### [Prompt]
Please return the full listing below without altering anything.

══════════════════════════════

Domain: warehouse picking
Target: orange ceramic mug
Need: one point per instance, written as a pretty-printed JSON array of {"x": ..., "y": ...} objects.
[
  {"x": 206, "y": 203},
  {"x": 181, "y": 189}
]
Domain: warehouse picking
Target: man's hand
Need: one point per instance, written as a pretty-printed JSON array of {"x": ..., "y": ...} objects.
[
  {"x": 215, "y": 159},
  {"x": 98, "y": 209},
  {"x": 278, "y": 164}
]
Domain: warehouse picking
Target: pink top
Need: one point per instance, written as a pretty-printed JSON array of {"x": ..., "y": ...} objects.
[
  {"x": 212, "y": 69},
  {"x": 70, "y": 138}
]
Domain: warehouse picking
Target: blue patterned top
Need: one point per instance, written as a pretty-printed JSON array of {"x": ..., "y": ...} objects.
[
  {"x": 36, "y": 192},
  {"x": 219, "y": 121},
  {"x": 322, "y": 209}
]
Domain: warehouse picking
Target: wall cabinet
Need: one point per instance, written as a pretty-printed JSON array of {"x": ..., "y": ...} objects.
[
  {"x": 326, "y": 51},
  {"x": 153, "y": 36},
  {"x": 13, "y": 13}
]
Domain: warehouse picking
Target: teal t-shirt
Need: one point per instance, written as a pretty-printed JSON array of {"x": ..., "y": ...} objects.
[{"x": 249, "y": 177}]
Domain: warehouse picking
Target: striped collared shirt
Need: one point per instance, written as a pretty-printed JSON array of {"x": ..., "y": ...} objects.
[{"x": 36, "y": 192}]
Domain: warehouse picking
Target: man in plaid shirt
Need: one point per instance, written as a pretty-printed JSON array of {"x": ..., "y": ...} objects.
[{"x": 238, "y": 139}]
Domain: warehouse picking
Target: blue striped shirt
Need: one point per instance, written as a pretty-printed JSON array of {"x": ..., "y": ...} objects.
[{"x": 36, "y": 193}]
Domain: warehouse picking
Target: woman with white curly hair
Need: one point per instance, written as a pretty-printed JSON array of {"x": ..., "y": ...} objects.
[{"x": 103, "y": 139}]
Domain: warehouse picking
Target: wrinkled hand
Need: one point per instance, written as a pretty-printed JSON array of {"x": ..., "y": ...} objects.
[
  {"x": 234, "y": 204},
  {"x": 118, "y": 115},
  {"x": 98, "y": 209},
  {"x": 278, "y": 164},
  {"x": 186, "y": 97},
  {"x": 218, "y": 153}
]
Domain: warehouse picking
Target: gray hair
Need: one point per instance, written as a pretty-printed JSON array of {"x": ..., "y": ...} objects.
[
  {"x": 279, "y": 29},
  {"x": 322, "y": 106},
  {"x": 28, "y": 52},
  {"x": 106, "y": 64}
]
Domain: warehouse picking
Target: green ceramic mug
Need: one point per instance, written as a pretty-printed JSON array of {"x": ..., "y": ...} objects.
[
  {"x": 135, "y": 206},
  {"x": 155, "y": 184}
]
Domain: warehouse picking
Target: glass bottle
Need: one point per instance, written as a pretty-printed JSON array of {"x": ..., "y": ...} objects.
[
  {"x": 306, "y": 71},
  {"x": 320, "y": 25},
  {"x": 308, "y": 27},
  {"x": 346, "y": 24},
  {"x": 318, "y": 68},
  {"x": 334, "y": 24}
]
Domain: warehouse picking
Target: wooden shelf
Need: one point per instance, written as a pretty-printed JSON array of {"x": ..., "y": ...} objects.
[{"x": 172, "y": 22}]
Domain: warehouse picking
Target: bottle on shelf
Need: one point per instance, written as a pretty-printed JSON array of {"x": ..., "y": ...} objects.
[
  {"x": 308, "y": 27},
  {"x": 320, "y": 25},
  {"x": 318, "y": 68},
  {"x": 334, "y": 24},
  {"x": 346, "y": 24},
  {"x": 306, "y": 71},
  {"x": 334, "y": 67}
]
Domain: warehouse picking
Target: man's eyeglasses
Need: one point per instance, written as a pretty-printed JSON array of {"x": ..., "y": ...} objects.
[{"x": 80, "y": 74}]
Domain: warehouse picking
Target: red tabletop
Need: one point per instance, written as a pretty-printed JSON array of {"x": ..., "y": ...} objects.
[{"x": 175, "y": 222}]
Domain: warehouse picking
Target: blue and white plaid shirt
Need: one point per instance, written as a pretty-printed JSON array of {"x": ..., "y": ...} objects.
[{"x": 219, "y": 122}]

══════════════════════════════

### [Exercise answer]
Domain: warehouse picking
Target: orange ceramic mug
Need: one point per instance, written as a pretty-printed JSON array of {"x": ..., "y": ...} objects.
[
  {"x": 206, "y": 203},
  {"x": 181, "y": 189}
]
Domain: warehouse picking
Target: man's hand
Need: one point per instance, written as a pretty-printed JSON array of {"x": ..., "y": ...} objects.
[
  {"x": 215, "y": 159},
  {"x": 98, "y": 209},
  {"x": 278, "y": 164}
]
Domain: warehouse picking
Target: pink top
Need: one point per instance, written as a pretty-printed JSON array of {"x": ..., "y": ...} objects.
[
  {"x": 212, "y": 69},
  {"x": 70, "y": 138}
]
Domain: warehouse picking
Target: blue patterned top
Need: one point per instance, written as a pretty-printed JSON array of {"x": ..., "y": ...} objects.
[
  {"x": 36, "y": 192},
  {"x": 219, "y": 121},
  {"x": 322, "y": 209}
]
Domain: warehouse picking
Target: wall cabinet
Need: one point per instance, written as a pretty-printed JSON array of {"x": ..., "y": ...} objects.
[
  {"x": 326, "y": 51},
  {"x": 153, "y": 36},
  {"x": 13, "y": 13}
]
Domain: warehouse picking
Target: teal t-shirt
Need: one point per instance, written as a pretty-printed JSON array of {"x": ..., "y": ...} objects.
[{"x": 249, "y": 177}]
Domain: warehouse picking
Target: striped collared shirt
Need: one point per instance, written as a pretty-printed JSON array of {"x": ..., "y": ...} objects.
[{"x": 36, "y": 192}]
Domain: warehouse picking
Target: man in plaid shirt
Need: one point per instance, written as a pretty-printed JSON array of {"x": ..., "y": ...} objects.
[{"x": 238, "y": 139}]
Domain: warehouse picking
Target: blue striped shirt
Need: one point per instance, written as a pretty-printed JSON array of {"x": ..., "y": ...} objects.
[{"x": 36, "y": 193}]
Domain: warehouse picking
Target: woman with white curly hair
Need: one point per instance, written as a pretty-printed JSON array of {"x": ..., "y": ...} objects.
[{"x": 103, "y": 139}]
Domain: warehouse picking
Target: wrinkled hand
Need: one point per instance, written as a pretty-printed JSON array of {"x": ..., "y": ...} objects.
[
  {"x": 234, "y": 204},
  {"x": 118, "y": 115},
  {"x": 98, "y": 209},
  {"x": 278, "y": 164},
  {"x": 186, "y": 97},
  {"x": 218, "y": 153}
]
Domain: warehouse picking
Target: gray hair
Need: one point per instance, written as a pretty-printed JSON array of {"x": ..., "y": ...} objects.
[
  {"x": 279, "y": 29},
  {"x": 322, "y": 106},
  {"x": 28, "y": 52},
  {"x": 106, "y": 64}
]
Domain: warehouse picking
Target: green ceramic mug
Need: one point per instance, written as a pretty-printed JSON array of {"x": ..., "y": ...} objects.
[
  {"x": 135, "y": 206},
  {"x": 155, "y": 184}
]
Domain: warehouse picking
Target: glass bottle
Need: one point per instance, written as a pretty-printed JSON array of {"x": ..., "y": ...} objects.
[
  {"x": 306, "y": 71},
  {"x": 320, "y": 25},
  {"x": 308, "y": 27},
  {"x": 346, "y": 24},
  {"x": 318, "y": 68},
  {"x": 334, "y": 24}
]
Domain: warehouse picking
Target: wooden shelf
Need: one point per instance, written as a pretty-printed JSON array of {"x": ..., "y": ...} objects.
[{"x": 172, "y": 22}]
Domain: warehouse picking
Target: bottle on shelf
Need: one point per instance, written as a pretty-printed JSON array of {"x": ..., "y": ...} objects.
[
  {"x": 308, "y": 27},
  {"x": 320, "y": 25},
  {"x": 318, "y": 68},
  {"x": 334, "y": 24},
  {"x": 346, "y": 24},
  {"x": 306, "y": 71},
  {"x": 334, "y": 67}
]
Domain: warehouse picking
Target: man's eyeglasses
Need: one point per instance, written as a pretty-printed JSON array of {"x": ..., "y": ...} objects.
[{"x": 80, "y": 74}]
Domain: warehouse picking
Target: red tabletop
Need: one point per instance, written as a pretty-printed JSON array of {"x": ..., "y": ...} objects.
[{"x": 175, "y": 222}]
Domain: warehouse picking
Target: blue and white plaid shirt
Need: one point per instance, written as a pretty-printed JSON array of {"x": ..., "y": ...} objects.
[{"x": 219, "y": 122}]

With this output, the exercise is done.